▸ **Task set**
- a) In the little horses text, at what scale are Breyer's small Stablemates horses made?
- b) Repeat the little horses text word for word, starting at "Tiny toy prosperity" and ending at "a little girl.".
— start Supplied passage —
Little horses (Tarot of Michelle)

Tiny toy prosperity rituals remind me to keep getting better and better at giving.

The story of the little horses begins in Fort Collins, Colorado, when I was a little girl.

I had a fascination with horses at the time, as many little girls do. My friend Amy, whose family was upper-middle-class, had the entire collection of Breyer’s small Stablemates horses (1:32 scale), as well as many of the larger ones (1:12 scale). My family was middle-class, so my parents only got me a few of the tiny horses. I loved their detail and variety and purchased a few more with my allowance, but ultimately finances limited the size of my collection to a dozen or fewer.

Decades passed and I grew up. Financially, I phased through Starving College Student, Decent Job, Unemployed and Injured, and Nearly Homeless. Finally I entered the Golden Handcuffs phase, and soon after, Just Bought a House.

Not long after the house purchase, perhaps thirty years after my childhood friendship with Amy, I found the very same Breyers horses at the toy store near my house! I was shocked to see them priced about the same! Although my finances were still wobbling back up to speed, I decided it was OK to collect a few of my equestrian favorites.
— end Supplied passage —
— start Provided material —
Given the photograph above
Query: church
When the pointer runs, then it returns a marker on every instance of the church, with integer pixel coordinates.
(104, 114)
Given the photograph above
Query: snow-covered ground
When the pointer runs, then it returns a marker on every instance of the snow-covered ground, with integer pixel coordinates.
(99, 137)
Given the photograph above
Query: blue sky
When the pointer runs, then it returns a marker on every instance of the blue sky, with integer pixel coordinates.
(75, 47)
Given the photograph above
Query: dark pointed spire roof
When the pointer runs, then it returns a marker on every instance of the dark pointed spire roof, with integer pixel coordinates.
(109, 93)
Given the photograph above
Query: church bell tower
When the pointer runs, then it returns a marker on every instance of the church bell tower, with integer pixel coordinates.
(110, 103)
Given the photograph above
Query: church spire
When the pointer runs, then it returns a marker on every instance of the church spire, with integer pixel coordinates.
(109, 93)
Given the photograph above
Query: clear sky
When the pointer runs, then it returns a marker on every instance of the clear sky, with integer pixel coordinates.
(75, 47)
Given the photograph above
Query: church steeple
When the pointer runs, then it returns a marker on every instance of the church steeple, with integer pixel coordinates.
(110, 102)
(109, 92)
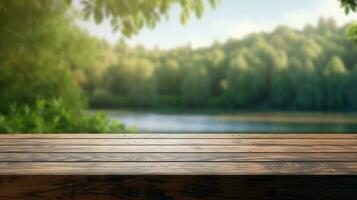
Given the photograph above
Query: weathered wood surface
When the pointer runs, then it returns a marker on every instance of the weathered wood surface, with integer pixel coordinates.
(178, 154)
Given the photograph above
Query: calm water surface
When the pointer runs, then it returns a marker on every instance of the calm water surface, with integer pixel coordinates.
(249, 122)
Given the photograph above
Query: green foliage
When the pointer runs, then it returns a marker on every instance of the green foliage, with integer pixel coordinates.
(350, 6)
(53, 117)
(285, 69)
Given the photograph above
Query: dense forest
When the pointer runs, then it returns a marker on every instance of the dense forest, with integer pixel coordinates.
(310, 69)
(51, 70)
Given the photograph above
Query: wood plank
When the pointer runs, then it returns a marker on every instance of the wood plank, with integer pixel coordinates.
(191, 141)
(176, 157)
(242, 149)
(178, 168)
(178, 187)
(184, 135)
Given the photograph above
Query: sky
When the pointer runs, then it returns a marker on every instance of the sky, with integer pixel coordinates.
(231, 19)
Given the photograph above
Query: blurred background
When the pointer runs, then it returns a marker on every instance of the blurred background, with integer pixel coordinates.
(243, 66)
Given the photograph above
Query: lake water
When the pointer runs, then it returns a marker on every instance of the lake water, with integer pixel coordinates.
(241, 122)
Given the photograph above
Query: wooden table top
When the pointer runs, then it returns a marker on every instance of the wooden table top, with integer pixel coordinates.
(178, 154)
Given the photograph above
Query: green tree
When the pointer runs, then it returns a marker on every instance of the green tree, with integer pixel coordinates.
(335, 76)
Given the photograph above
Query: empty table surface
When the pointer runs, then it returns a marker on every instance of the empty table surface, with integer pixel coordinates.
(178, 154)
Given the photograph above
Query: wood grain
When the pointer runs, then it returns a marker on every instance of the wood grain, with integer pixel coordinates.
(178, 168)
(178, 154)
(164, 149)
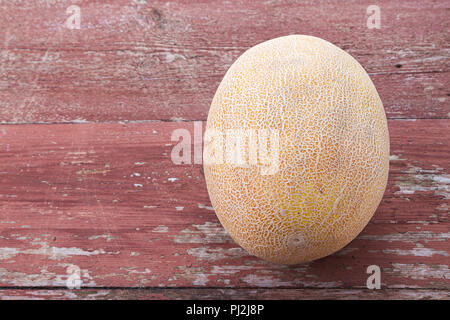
— end Provided material —
▸ **Solutions by task**
- a) 1:32 scale

- b)
Tiny toy prosperity rituals remind me to keep getting better and better at giving.

The story of the little horses begins in Fort Collins, Colorado, when I was a little girl.